**PROBLEM DESCRIPTION:** Find the line that contains "Target: man in light shirt"; please output it and each line after it, exactly as shown, up to the end of the entries below, skipping pictures.
(RAW DATA)
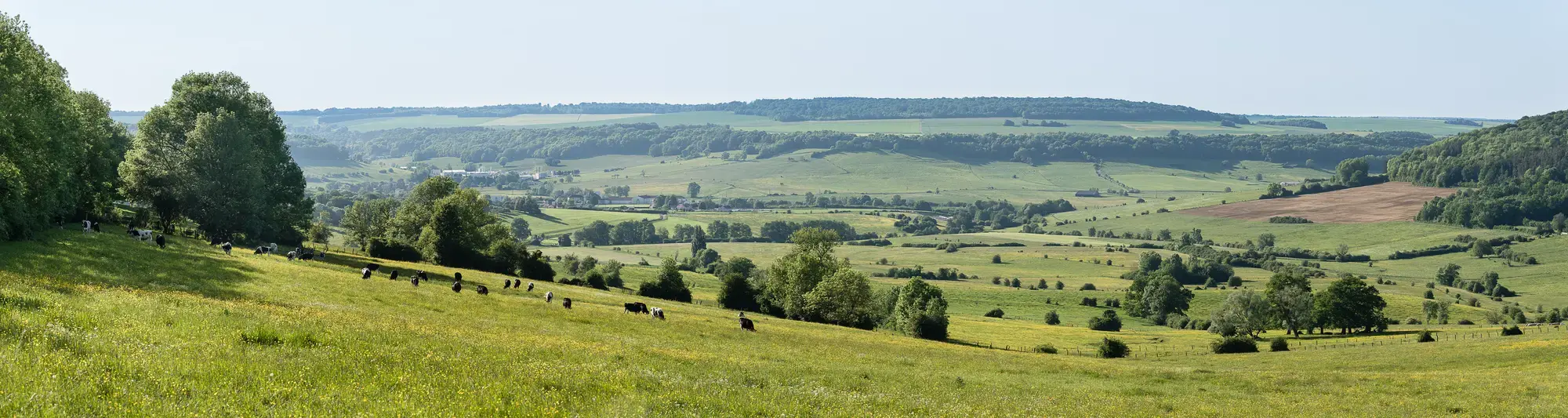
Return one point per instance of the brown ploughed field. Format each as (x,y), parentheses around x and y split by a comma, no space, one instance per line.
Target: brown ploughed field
(1387,202)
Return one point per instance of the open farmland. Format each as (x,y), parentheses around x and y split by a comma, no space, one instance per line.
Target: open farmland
(1387,202)
(916,126)
(349,344)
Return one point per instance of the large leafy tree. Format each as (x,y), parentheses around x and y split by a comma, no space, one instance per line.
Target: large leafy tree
(216,153)
(799,272)
(457,230)
(1291,300)
(920,310)
(1349,304)
(369,219)
(59,148)
(1243,313)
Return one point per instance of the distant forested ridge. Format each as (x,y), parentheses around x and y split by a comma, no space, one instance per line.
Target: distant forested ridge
(496,145)
(1298,123)
(338,115)
(840,109)
(1520,173)
(829,109)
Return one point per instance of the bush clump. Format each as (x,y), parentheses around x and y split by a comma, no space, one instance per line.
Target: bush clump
(1279,344)
(261,336)
(1112,347)
(1233,344)
(1106,322)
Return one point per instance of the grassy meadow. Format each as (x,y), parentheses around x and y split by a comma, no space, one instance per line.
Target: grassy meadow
(1351,125)
(98,324)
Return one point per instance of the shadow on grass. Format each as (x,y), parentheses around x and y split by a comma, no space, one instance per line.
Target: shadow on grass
(118,261)
(354,263)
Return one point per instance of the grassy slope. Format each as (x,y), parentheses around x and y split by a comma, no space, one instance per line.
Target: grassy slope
(913,126)
(103,325)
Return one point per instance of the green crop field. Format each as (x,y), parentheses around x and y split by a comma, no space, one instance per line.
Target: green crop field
(104,325)
(916,126)
(556,222)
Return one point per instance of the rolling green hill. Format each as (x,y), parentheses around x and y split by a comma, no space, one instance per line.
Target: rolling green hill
(104,325)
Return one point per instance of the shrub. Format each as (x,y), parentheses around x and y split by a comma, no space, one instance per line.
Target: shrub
(1112,347)
(261,336)
(1233,344)
(1279,344)
(597,280)
(391,249)
(1106,322)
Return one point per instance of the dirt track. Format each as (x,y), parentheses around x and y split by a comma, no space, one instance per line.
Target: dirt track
(1387,202)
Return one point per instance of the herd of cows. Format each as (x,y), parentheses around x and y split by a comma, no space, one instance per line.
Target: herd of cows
(567,302)
(421,275)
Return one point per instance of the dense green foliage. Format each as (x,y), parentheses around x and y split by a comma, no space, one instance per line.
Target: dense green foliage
(1298,123)
(1520,173)
(830,109)
(1233,344)
(216,153)
(670,285)
(841,109)
(492,145)
(59,148)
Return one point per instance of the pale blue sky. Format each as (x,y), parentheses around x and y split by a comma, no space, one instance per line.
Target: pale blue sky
(1401,59)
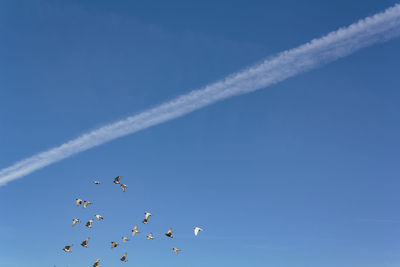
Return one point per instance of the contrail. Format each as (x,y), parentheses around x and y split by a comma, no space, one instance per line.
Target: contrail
(337,44)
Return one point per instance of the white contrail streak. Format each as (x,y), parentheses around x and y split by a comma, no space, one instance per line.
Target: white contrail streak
(377,28)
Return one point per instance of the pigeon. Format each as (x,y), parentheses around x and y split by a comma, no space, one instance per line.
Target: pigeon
(89,223)
(197,230)
(116,180)
(78,201)
(123,186)
(75,221)
(98,217)
(169,233)
(84,243)
(150,236)
(146,217)
(124,258)
(86,203)
(135,230)
(67,248)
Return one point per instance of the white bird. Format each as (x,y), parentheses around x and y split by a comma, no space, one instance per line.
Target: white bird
(67,248)
(135,230)
(78,201)
(75,221)
(84,243)
(98,217)
(89,223)
(197,230)
(123,186)
(150,236)
(116,179)
(146,217)
(124,258)
(176,250)
(86,203)
(169,233)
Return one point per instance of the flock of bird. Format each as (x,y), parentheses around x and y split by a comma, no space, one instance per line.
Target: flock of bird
(135,230)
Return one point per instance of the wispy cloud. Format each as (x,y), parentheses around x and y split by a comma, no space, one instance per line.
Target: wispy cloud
(377,28)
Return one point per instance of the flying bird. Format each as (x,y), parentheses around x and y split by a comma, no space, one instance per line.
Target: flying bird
(84,243)
(123,186)
(67,248)
(135,230)
(98,217)
(146,217)
(169,233)
(78,201)
(176,250)
(197,230)
(89,223)
(124,258)
(116,179)
(86,203)
(75,221)
(150,236)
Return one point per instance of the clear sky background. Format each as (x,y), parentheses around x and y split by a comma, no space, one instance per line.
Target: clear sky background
(301,174)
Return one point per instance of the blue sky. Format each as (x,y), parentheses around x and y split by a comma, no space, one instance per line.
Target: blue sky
(299,174)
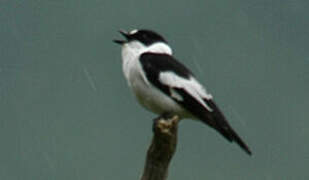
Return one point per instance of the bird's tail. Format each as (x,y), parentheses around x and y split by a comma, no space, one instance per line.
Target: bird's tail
(216,120)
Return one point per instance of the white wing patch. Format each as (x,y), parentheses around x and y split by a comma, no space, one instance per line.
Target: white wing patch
(191,85)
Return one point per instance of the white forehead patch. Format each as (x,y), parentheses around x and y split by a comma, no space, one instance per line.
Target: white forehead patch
(133,31)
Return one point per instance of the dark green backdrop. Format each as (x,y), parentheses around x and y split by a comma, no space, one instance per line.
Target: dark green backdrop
(66,112)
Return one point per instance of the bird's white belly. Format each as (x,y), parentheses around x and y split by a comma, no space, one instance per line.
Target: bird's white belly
(153,99)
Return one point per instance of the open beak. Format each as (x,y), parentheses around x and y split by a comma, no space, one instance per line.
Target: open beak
(125,34)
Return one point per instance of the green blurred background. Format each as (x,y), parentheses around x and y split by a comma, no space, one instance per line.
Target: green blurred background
(66,112)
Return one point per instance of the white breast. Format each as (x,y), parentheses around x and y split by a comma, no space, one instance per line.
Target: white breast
(147,95)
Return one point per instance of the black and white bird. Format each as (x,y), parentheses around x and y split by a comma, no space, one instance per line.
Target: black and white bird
(163,85)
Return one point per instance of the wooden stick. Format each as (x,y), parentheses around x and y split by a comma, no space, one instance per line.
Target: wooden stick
(162,148)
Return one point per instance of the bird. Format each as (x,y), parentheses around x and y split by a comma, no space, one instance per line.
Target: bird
(165,86)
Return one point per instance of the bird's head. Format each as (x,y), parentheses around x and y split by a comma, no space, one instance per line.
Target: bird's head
(144,41)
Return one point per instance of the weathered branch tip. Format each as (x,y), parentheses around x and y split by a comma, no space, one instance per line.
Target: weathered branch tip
(162,148)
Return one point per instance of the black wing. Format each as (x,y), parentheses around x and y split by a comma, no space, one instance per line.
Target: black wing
(202,107)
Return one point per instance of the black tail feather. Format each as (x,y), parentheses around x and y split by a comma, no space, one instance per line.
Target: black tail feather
(218,122)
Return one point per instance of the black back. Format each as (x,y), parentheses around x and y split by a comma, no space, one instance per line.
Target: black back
(146,37)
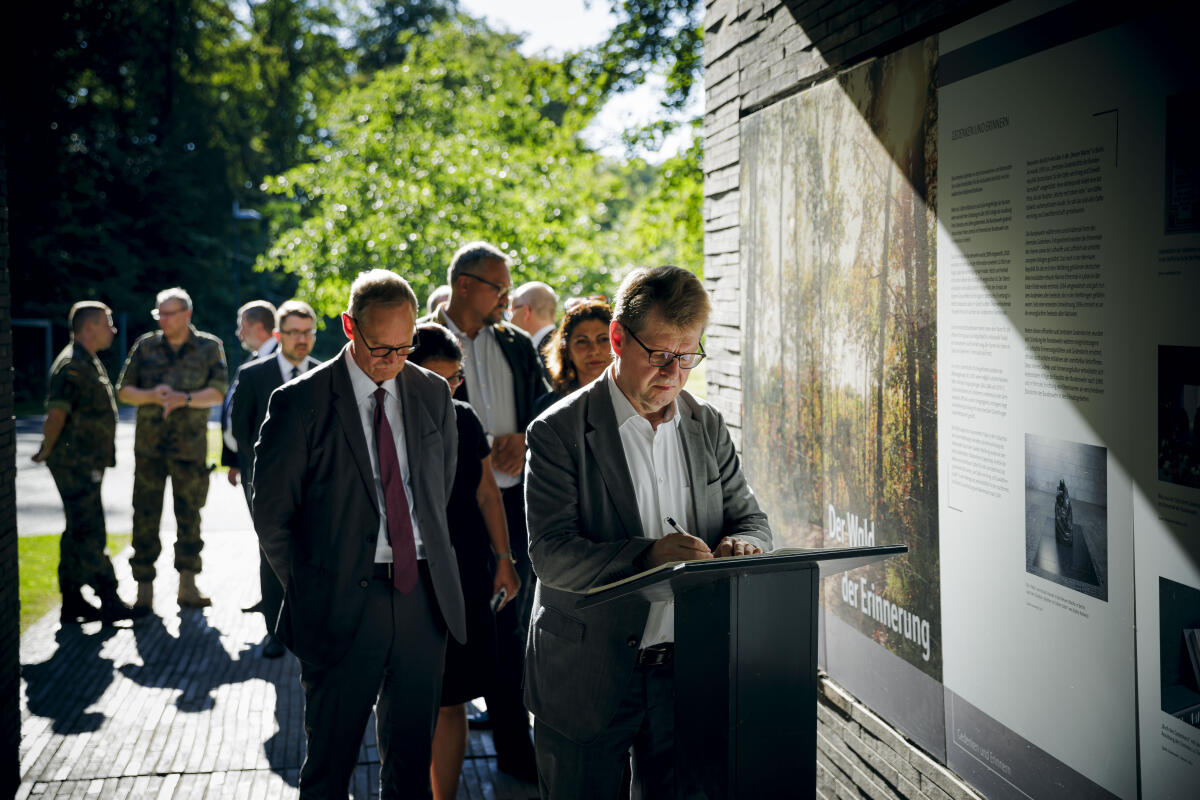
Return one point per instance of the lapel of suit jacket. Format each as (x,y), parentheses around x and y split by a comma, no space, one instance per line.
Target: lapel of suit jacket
(604,441)
(347,408)
(693,435)
(414,416)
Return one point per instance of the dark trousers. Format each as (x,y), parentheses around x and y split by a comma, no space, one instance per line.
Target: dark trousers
(645,722)
(395,665)
(82,557)
(505,702)
(271,590)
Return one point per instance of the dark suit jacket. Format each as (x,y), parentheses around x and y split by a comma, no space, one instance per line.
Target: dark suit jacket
(252,389)
(316,507)
(228,457)
(528,380)
(585,531)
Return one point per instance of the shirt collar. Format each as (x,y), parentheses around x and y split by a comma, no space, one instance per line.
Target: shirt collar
(625,410)
(287,366)
(360,383)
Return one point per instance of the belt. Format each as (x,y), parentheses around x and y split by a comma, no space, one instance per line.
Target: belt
(655,655)
(383,570)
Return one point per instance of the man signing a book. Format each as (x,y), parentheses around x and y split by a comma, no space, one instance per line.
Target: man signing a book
(607,465)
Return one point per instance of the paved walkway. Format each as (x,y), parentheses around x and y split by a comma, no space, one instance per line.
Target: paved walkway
(181,704)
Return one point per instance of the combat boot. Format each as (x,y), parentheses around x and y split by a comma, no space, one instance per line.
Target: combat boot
(76,609)
(113,608)
(189,595)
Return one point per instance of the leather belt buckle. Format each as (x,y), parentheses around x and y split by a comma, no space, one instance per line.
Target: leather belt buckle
(655,655)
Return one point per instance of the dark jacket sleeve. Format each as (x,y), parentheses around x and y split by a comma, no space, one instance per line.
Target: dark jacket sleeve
(279,491)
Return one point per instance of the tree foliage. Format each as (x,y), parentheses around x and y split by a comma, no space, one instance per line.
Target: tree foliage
(469,139)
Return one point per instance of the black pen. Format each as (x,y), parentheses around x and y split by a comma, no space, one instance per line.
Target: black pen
(678,529)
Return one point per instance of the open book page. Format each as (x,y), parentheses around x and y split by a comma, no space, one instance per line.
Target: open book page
(671,565)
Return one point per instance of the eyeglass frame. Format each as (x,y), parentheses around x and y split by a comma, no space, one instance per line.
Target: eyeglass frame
(501,292)
(155,314)
(400,349)
(670,355)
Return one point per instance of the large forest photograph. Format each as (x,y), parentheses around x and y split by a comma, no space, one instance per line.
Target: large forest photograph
(839,253)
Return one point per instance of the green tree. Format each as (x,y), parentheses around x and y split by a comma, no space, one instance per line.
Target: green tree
(465,139)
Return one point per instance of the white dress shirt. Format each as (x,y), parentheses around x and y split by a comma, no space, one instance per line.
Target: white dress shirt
(364,396)
(490,388)
(286,366)
(659,471)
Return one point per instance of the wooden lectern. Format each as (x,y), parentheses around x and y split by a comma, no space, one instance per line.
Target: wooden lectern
(745,661)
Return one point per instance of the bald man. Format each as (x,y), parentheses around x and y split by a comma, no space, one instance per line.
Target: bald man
(533,311)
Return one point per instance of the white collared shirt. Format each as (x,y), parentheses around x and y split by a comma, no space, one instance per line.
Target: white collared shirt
(490,386)
(659,471)
(364,396)
(286,366)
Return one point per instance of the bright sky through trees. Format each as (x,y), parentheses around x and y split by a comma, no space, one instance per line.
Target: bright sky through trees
(561,25)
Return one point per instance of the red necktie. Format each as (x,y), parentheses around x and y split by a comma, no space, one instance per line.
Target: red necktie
(400,522)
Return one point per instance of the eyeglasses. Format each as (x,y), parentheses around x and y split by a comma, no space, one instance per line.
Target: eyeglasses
(664,358)
(503,292)
(309,332)
(383,352)
(159,314)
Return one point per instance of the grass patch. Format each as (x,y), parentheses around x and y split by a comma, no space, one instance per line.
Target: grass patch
(37,560)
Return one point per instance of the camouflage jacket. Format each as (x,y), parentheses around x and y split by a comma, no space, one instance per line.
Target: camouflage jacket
(79,386)
(198,364)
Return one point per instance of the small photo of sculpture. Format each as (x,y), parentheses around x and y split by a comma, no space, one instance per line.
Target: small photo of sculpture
(1066,513)
(1179,643)
(1179,415)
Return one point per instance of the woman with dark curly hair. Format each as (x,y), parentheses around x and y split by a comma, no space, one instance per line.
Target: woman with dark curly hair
(577,353)
(475,517)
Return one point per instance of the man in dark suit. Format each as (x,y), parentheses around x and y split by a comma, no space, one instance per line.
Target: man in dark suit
(502,380)
(355,463)
(295,332)
(607,464)
(256,331)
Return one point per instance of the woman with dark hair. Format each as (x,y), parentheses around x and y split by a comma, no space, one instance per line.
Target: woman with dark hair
(475,518)
(577,353)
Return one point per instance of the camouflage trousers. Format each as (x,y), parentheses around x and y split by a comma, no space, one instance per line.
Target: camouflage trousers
(190,485)
(82,557)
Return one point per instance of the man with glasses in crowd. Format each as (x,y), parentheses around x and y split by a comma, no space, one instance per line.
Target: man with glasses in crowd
(503,380)
(174,377)
(355,462)
(294,336)
(607,465)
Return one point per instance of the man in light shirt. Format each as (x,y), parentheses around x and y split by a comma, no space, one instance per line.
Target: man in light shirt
(295,335)
(606,468)
(355,462)
(502,380)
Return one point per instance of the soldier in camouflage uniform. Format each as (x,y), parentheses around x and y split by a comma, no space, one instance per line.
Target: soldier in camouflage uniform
(78,445)
(174,377)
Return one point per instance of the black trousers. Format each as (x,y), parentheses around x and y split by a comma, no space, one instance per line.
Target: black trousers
(645,722)
(505,702)
(394,665)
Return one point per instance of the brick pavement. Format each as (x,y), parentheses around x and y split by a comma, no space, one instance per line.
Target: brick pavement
(181,704)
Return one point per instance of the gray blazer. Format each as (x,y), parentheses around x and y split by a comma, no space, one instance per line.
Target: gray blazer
(316,509)
(585,531)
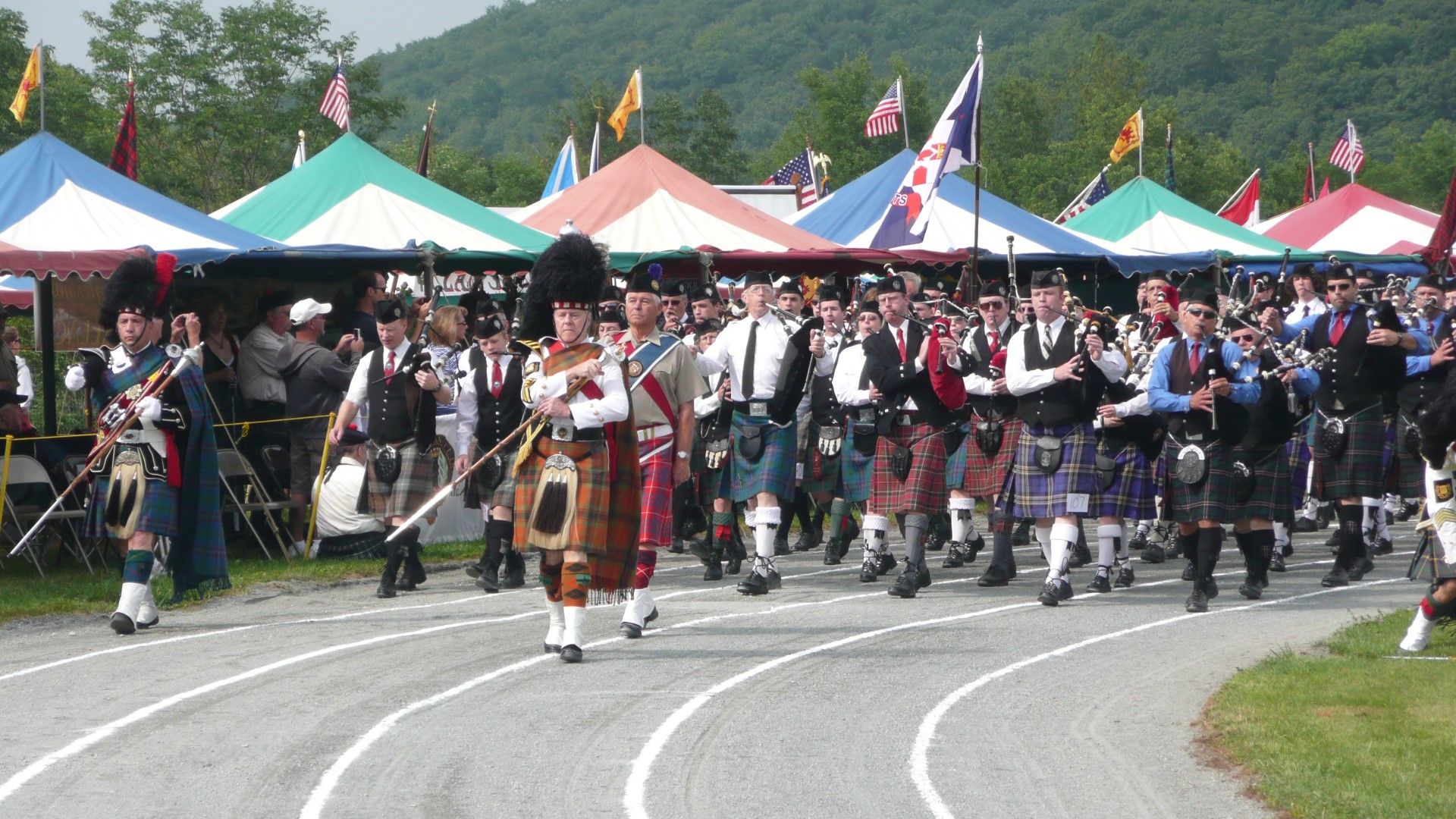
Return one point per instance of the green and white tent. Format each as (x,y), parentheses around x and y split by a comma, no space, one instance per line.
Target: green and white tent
(End RAW DATA)
**YOUR RESPONSE:**
Target: man in light shirt
(295,335)
(606,468)
(355,462)
(502,380)
Return one point per instance of the soldier in camouflage uniform. Format each as (x,y), parentheses around x and y split by a comma, no space, one instance per line.
Target: soldier in camouflage uniform
(78,445)
(174,377)
Return one point per instance of the black trousers. Format each as (x,y), parentheses around x and y split by a comma, no space, one instance per line.
Target: black trousers
(645,722)
(505,702)
(394,665)
Return one point per instance of the brick pavement. Format each as (x,y), parentheses around x and y split by a comma, no space, one instance per line.
Target: brick pavement
(181,704)
Return one point per instance of the gray blazer. Format each as (x,y), parentheses around x and y split by a comma, no space, one instance per line.
Target: gray blazer
(316,509)
(585,531)
Return one point per instance of the green and white tent. Format each as (x,y), parentheses around x and y split by a comma, no space, one instance per line.
Target: green and white tent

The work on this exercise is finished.